↓

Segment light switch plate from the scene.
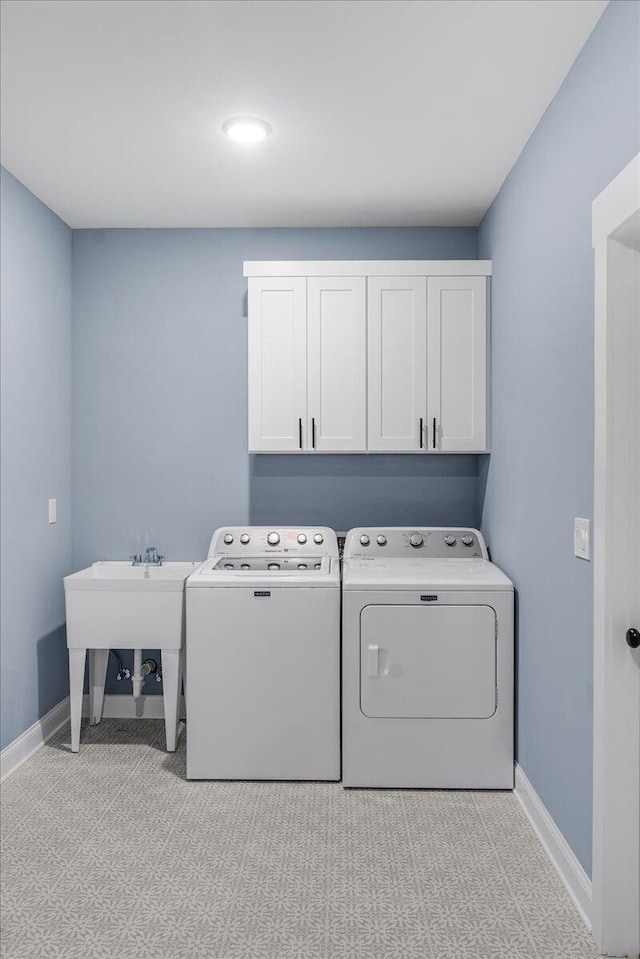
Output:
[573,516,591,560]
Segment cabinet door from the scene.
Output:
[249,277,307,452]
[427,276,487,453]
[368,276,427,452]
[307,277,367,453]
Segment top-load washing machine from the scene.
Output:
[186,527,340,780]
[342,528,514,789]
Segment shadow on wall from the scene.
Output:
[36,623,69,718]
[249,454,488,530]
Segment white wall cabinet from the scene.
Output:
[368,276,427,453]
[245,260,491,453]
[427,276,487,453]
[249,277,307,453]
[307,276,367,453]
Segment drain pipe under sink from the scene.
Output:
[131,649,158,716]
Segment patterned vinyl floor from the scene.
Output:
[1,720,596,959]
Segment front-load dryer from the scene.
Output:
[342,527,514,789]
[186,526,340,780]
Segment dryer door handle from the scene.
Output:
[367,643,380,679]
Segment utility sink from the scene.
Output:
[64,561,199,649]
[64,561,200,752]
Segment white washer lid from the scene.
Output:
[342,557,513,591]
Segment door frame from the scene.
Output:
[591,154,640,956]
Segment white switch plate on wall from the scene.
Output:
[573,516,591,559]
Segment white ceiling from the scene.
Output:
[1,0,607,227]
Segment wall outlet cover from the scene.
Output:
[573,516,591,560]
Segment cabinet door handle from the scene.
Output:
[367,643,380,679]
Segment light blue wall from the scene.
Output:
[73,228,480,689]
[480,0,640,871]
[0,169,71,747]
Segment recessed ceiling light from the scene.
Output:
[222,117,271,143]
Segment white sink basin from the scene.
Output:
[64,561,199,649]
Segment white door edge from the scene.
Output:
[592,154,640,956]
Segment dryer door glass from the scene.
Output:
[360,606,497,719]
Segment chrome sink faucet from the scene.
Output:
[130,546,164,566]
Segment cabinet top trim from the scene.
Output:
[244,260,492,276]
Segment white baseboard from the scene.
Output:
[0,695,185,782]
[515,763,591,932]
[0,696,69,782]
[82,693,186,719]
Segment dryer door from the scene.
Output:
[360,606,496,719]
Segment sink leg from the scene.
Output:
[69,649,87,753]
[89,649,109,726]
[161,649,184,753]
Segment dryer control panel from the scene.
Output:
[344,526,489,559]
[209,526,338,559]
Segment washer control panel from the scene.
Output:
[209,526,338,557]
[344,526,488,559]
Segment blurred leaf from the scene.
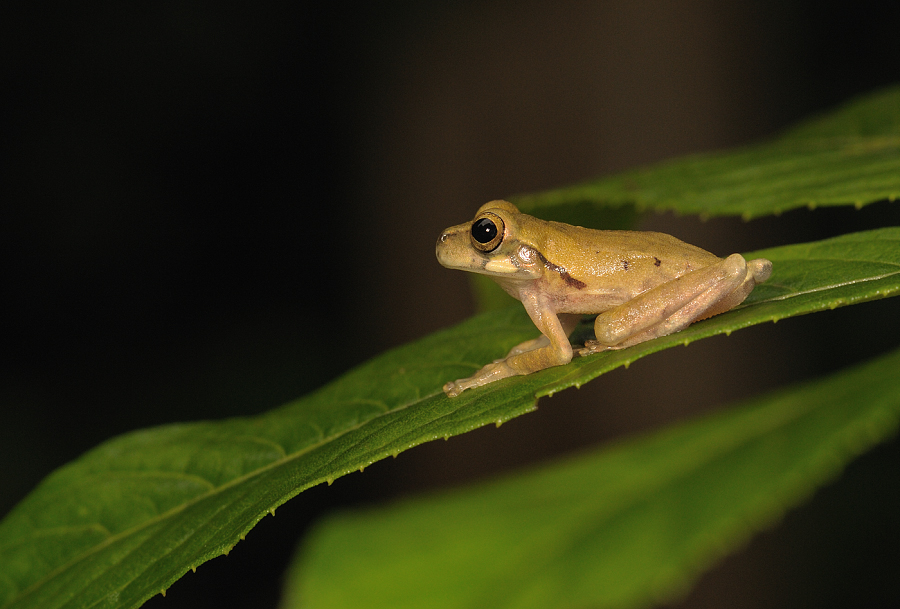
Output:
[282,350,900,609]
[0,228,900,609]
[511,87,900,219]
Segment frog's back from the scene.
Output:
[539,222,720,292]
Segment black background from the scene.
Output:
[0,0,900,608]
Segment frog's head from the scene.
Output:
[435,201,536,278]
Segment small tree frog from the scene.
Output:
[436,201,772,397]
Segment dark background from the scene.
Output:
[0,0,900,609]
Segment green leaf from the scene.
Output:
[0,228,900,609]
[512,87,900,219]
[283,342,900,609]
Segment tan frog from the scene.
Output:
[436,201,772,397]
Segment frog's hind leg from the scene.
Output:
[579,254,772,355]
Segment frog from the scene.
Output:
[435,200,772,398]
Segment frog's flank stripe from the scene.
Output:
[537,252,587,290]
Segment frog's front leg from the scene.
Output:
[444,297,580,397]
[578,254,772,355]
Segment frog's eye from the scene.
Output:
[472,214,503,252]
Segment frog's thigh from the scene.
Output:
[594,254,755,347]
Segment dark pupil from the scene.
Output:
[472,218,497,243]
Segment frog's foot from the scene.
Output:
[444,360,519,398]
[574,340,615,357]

↑

PROBLEM
Retype the whole listing above word for word, keeping every line in its original order, and leave out the pictures.

EXERCISE OUTPUT
Segment light switch plate from the scene.
Output:
[573,516,591,560]
Segment cabinet door from the scene.
Output:
[249,277,307,452]
[427,276,487,453]
[368,276,427,452]
[307,277,367,453]
Segment top-load washing machine from the scene.
Output:
[186,527,340,780]
[342,528,514,789]
Segment shadow on wall from the scene.
Output:
[36,623,69,718]
[249,454,488,530]
Segment white wall cabinet from the scene.
Output:
[368,276,427,453]
[245,260,491,453]
[427,276,487,453]
[249,277,307,453]
[307,276,367,453]
Segment drain pipe under sink from the scene.
Output:
[131,649,158,716]
Segment patterned vinyl floor from the scene.
Output:
[1,720,596,959]
Segment front-load dryer from the scene.
Output:
[342,527,514,789]
[186,526,340,780]
Segment dryer door handle from the scene.
Output:
[367,643,380,679]
Segment utility sink from the scene.
Output:
[64,561,199,649]
[64,561,200,752]
Segment white washer lid from the scene.
Output:
[342,557,513,591]
Segment door frame from the scene.
Output:
[591,154,640,956]
Segment white switch plate on wall from the scene.
Output:
[573,516,591,559]
Segment white ceiling from the scene.
Output:
[1,0,607,227]
Segment wall outlet cover from the scene.
Output:
[573,516,591,560]
Segment cabinet door handle from the scene.
Output:
[367,643,380,679]
Segment light blue wall from the scene.
Output:
[73,228,480,689]
[480,0,640,871]
[0,169,71,747]
Segment recessed ceiling light from the scene.
Output:
[222,117,271,143]
Segment white sink basin from the scene.
Output:
[64,561,199,649]
Segment white door edge from the scene.
Output:
[592,154,640,956]
Segment dryer door glass from the scene.
Output:
[360,606,497,719]
Segment chrome sink faucet from the scene.
Output:
[130,546,164,566]
Segment cabinet top trim from the scene.
Output:
[244,260,492,276]
Segment white baseboard from the scene.
Output:
[0,695,185,782]
[515,763,591,932]
[0,696,69,782]
[82,693,186,719]
Segment dryer door from the scene.
Output:
[360,606,496,719]
Segment sink leg from the scene.
Output:
[69,649,87,753]
[89,649,109,726]
[161,649,184,753]
Segment dryer control panel from the scene.
Output:
[344,526,489,559]
[209,526,338,559]
Segment washer control panel from the scene.
Output:
[209,526,338,557]
[344,526,488,559]
Segment blurred leaf from the scene.
Output:
[282,350,900,609]
[0,228,900,609]
[511,87,900,219]
Segment frog's back from the scene.
Output:
[539,222,720,292]
Segment black background from the scene.
Output:
[0,0,900,608]
Segment frog's head from the scene.
Output:
[435,201,536,278]
Segment small tree frog from the scene.
Output:
[436,201,772,397]
Segment dark background from the scene.
Output:
[0,0,900,609]
Segment green leaf from the scene.
Output:
[0,228,900,609]
[512,87,900,219]
[283,342,900,609]
Segment tan frog from the scene.
Output:
[436,201,772,397]
Segment frog's hind leg from the scene.
Output:
[579,254,772,355]
Segment frog from the scene.
Output:
[435,200,772,398]
Segment frog's flank stripe from the scene.
Output:
[537,252,587,290]
Segment frog's front leg from the scene.
Output:
[444,297,580,397]
[578,254,772,355]
Segment frog's eye from the scene.
Output:
[472,214,503,252]
Segment frog's thigh from the scene.
Output:
[594,254,755,347]
Segment dark pupil from the scene.
Output:
[472,218,497,243]
Segment frog's foot from the scene.
Output:
[444,360,519,398]
[574,340,615,357]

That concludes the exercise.